__TRECHO DA PÁGINA__.
Será que a lista de acusações de demonização contra o presidente russo fica por aí? Será que aumenta? E bem quando você começa a achar que pior não há, o bom velho mestre britânico de truques sujos, joga a cartada do “assassino envenenador diabólico”.
Putin é acusado de ter ordenado o assassinato de Alexander Litvinenko, ex-membro do serviço de segurança da Rússia, FSB.

[Como não poderia deixar de acontecer, O Globo jornal-empresa-de-repetição para o Brasil de matérias de agências norte-americanas, ‘noticiou’ a desnotícia, imediatamente, e no pior português possível: “Juiz britânico diz que é provável que Putin aprovou [sic] morte de ex-espião“. Fica-se sem saber que notícia haveria em juiz britânico ter dito que alguma coisa seria provável, mas prova, que prove, não aparece… De juízes que falam mais que a boca e os autos, o Brasil também está cheio! Mais uma, da ‘mídia livre’ ‘ocidental’ no Brasil-2015 (NTs)].
O chamado inquérito público britânico publicado essa semana diz apenas que “é provável” que Putin tenha ordenado o assassinato de Litvinenko em Londres, há cerca de dez anos. Notícia, propriamente dita, absolutamente não existe, nem interessa. Interessa o boato implantado como ‘notícia’ na opinião pública: Putin é assassino.

Como o Ministério de Relações Exteriores da Rússia disse em resposta em que ridiculariza o ‘relatório’ britânico, tudo isso era previsível e foi previsto. A politização de assunto da polícia criminal é tão flagrante e escandalosa, que tal imbecilismo dá vergonha.
O inquérito foi aberto pelo governo britânico em 2014, e absolutamente nunca teve coisa alguma de informação pública. Todo o inquérito foi baseado em indícios apresentados e discutidos a portas fechadas, por agentes sem nome da inteligência britânica.
Não apareceu nunca nenhuma prova válida em tribunais legais. Tudo nesse inquérito é “circunstancial”, quer dizer, é subjetivo, inferências feitas por um ex-juiz britânico julgando em segredo, as quais, repentinamente, ganham as manchetes de todos os veículos da imprensa-empresa, os quais, sem mais nem menos, põem-se a divulgar o que, até um minuto antes fora segredo ‘de segurança’, agora apresentado como se fosse “descoberta” de jornalistas. Chamar essa operação de “ação judicial” é assinar a farsa e insultar a inteligência do ‘público externo’.
Porém, nem bem acabara o anúncio das “conclusões” do “inquérito”, o governo inglês imediatamente ‘censurou’ a Rússia por “violação clara e inaceitável da lei internacional”. Não foi só manifestação da típica, velha conhecida, arrogância britânica. Foi também manifestação temerária, leviana, de manipulação criminosa das próprias leis inglesas, para tentar projetar alguma importância, uma jurisdição internacional que a Grã-Bretanha não tem.

__REGISTROS DE DADOS__.
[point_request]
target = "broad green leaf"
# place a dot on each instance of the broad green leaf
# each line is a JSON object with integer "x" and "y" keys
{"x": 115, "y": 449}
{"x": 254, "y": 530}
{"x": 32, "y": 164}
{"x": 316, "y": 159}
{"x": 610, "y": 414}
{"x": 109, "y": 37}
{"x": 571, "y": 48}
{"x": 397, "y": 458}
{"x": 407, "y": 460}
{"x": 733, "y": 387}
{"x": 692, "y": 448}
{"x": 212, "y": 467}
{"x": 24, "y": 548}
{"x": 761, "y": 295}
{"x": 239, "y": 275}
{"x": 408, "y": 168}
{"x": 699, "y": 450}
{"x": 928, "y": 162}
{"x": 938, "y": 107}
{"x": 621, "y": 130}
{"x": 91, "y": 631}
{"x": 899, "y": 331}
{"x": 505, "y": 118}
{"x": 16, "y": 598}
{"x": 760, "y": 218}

__SOBRE A TAREFA__. Prossiga o texto sobre o inquérito britânico do caso Litvinenko a partir da última frase apresentada.

__RESPOSTA FINAL__.
Há muitas provas universalmente reconhecíveis, que permitem que Rússia ou qualquer outro país acusem o primeiro-ministro britânico por crime de guerra, desde a intervenção ilegal dos britânicos na Líbia e na Síria. Mas de onde a Grã-Bretanha teria tirado a ideia de que teria o direito de acusar o chefe de estado russo de crime, de um assassinato, e sem prova alguma? Essa ação dos britânicos marca um dos pontos mais baixos a que jamais chegou qualquer governo ‘ocidental’, no serviço de se autoexpor em ações das mais vergonhosas, além de ilegais.
A versão estereotipada de Guerra Fria de filme B, do “ex-espião da KGB que procura vingança”, é o mais claro indício de que se trata de ação de propaganda, “psyops job“, completada pela ação também estereotipada do governo britânico. Nada além de mais um episódio da vendetta travestida de jornalismo, em andamento contra o presidente Vladimir Putin.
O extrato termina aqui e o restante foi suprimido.